> [Task objective]:
Turn every line of the listing below into a Markdown table with two columns, Number and Entry, numbering the rows and skipping blank lines. Omit the pictures.

> [Given entries]:

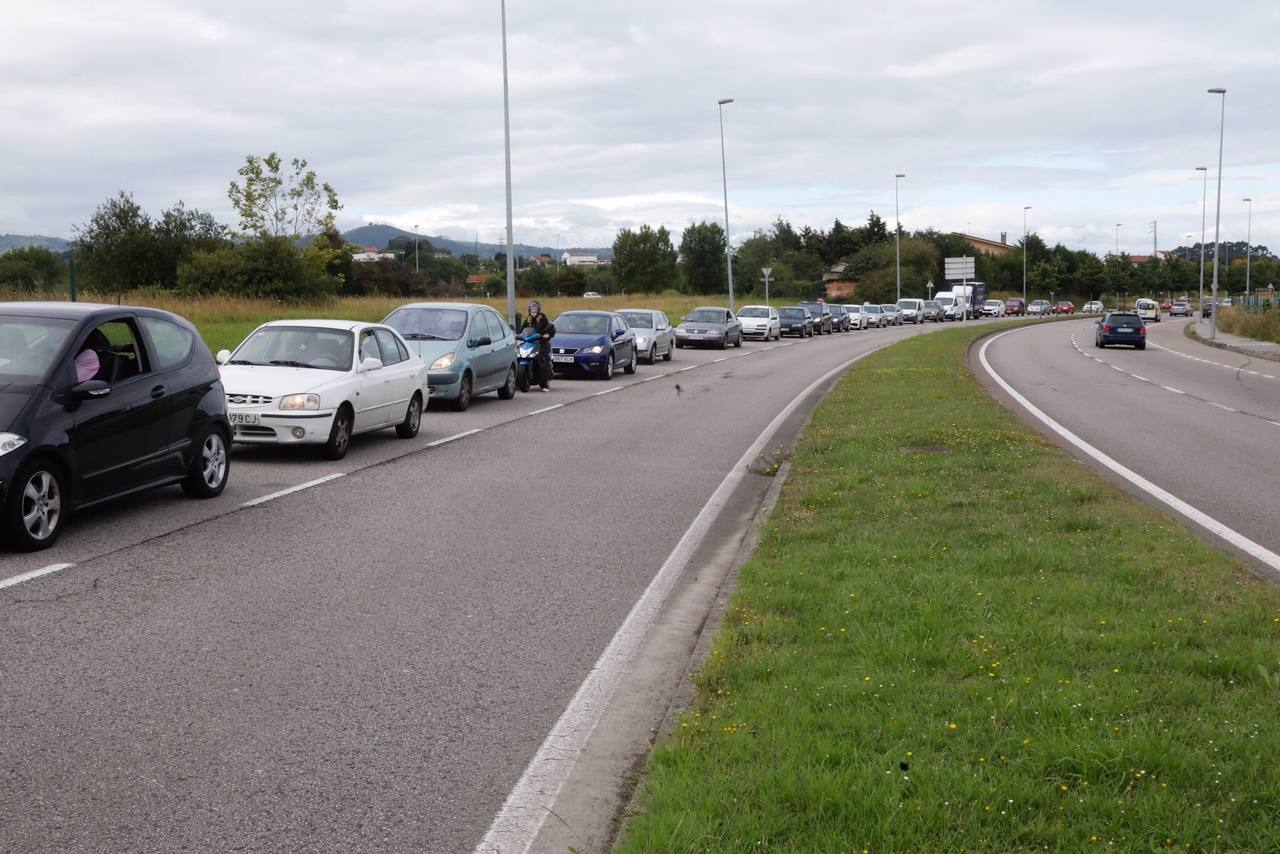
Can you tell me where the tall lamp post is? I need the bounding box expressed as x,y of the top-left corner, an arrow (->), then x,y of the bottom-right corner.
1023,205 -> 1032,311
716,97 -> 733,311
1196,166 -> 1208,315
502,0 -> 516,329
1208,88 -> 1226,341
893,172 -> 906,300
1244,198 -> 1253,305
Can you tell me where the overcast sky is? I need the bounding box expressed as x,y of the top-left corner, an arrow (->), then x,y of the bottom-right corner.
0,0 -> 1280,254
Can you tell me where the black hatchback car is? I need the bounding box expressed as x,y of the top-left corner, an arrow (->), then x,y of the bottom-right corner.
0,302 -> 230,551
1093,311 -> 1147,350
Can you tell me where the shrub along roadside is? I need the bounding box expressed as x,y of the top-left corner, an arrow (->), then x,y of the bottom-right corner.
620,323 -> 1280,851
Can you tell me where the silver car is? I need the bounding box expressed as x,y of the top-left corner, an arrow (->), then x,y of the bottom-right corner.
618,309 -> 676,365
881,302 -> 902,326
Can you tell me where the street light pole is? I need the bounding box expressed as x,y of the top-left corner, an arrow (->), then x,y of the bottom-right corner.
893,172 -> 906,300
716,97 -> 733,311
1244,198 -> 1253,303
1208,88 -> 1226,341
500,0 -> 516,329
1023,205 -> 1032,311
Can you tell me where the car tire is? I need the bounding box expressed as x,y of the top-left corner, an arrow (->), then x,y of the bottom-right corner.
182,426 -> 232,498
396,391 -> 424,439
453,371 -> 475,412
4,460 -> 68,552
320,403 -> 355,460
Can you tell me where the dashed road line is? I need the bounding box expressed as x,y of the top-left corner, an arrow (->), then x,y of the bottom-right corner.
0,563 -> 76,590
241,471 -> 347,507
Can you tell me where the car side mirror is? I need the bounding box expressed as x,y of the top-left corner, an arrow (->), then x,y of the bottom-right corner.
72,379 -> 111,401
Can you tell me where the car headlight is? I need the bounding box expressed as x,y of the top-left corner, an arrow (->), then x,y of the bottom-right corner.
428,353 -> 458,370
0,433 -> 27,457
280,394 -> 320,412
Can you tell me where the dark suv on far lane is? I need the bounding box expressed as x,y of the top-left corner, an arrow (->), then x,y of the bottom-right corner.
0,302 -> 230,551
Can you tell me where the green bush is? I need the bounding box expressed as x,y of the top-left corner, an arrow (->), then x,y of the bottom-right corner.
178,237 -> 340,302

> [Complete answer]:
| Number | Entry |
|---|---|
| 1 | Can you tell me where the tall lamp post is? I need the bounding box expressed as x,y of the top-left corner, an arrow (->), then x,y of the bottom-right corner. |
| 2 | 1023,205 -> 1032,311 |
| 3 | 716,97 -> 733,311 |
| 4 | 1196,166 -> 1208,315 |
| 5 | 502,0 -> 516,329 |
| 6 | 1208,88 -> 1226,341 |
| 7 | 893,172 -> 906,300 |
| 8 | 1244,198 -> 1253,305 |
| 9 | Can you tell me where the overcast sky is? I need the bounding box expressed as x,y of the top-left corner, an arrow (->), then x,y of the bottom-right corner. |
| 10 | 0,0 -> 1280,254 |
| 11 | Can you tell me where the black hatchback car is? I need the bounding box expressed as x,y of the top-left corner, an arrow (->), then x,y of the bottom-right corner. |
| 12 | 0,302 -> 230,551 |
| 13 | 1093,311 -> 1147,350 |
| 14 | Can you tell me where the shrub along roadside is? I need the bounding box expressed as x,y of the top-left corner, an arrow (->), then x,y of the bottom-right corner. |
| 15 | 620,323 -> 1280,851 |
| 16 | Can you tell me where the silver car is? I need the bounding box expressed as x,y of the top-left corner, an arrow (->), then x,y of the bottom-right corner. |
| 17 | 618,309 -> 676,365 |
| 18 | 881,302 -> 902,326 |
| 19 | Can you tell me where the street light pole is? I need the bounding box expressed as x,y of the top-left corner, an arrow (->), then x,y of the bottom-right corner. |
| 20 | 893,172 -> 906,300 |
| 21 | 716,97 -> 733,311 |
| 22 | 1244,198 -> 1253,303 |
| 23 | 1208,88 -> 1226,341 |
| 24 | 500,0 -> 516,329 |
| 25 | 1023,205 -> 1032,311 |
| 26 | Can you tell me where the car tire is? I need the bounding box expressed as x,y of the top-left corner, an arrow (->), then x,y of the bottom-right corner. |
| 27 | 182,426 -> 232,498 |
| 28 | 396,391 -> 424,439 |
| 29 | 453,371 -> 475,412 |
| 30 | 4,460 -> 68,552 |
| 31 | 320,403 -> 355,460 |
| 32 | Can you tell me where the dashed road line is? I need the bounding box expressed as x,y of the top-left corner, an arrow (->), then x,y of the bottom-right corner. |
| 33 | 0,563 -> 76,590 |
| 34 | 241,471 -> 347,507 |
| 35 | Can you tell me where the car side mirror is? I need the bounding box expressed as x,y of the top-left corner, an arrow (->), then x,y of the bottom-right corner. |
| 36 | 72,379 -> 111,401 |
| 37 | Can you tell me where the car headlight is? I need the bounding box expressed as x,y of the top-left corner, an arrow (->), then x,y of the bottom-right corner. |
| 38 | 428,353 -> 458,370 |
| 39 | 0,433 -> 27,457 |
| 40 | 280,394 -> 320,412 |
| 41 | Can you tell me where the dark suv on far lane is? I need the bounding box expressed as x,y of the top-left corner, an arrow (->), then x,y of the bottom-right corner. |
| 42 | 0,302 -> 230,551 |
| 43 | Can you tell me where the green bush is? I need the bounding box expressed as x,y of the top-left corner, an arrow (->), then x,y of the bottom-right corner. |
| 44 | 178,237 -> 340,302 |